Data items:
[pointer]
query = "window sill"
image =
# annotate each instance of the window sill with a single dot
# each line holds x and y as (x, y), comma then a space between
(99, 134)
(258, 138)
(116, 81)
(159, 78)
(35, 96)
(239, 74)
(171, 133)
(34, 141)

■ **Aim of the exercise**: Reproduce the records above, replacing every "window sill" with "windowsill" and leaving everything else unchanged.

■ **Task answer**:
[pointer]
query = "windowsill"
image =
# annotate each instance of the windowsill with a single dot
# each line holds x and y as (x, y), comma then a space between
(99, 134)
(258, 138)
(116, 81)
(159, 78)
(35, 96)
(239, 74)
(171, 133)
(34, 141)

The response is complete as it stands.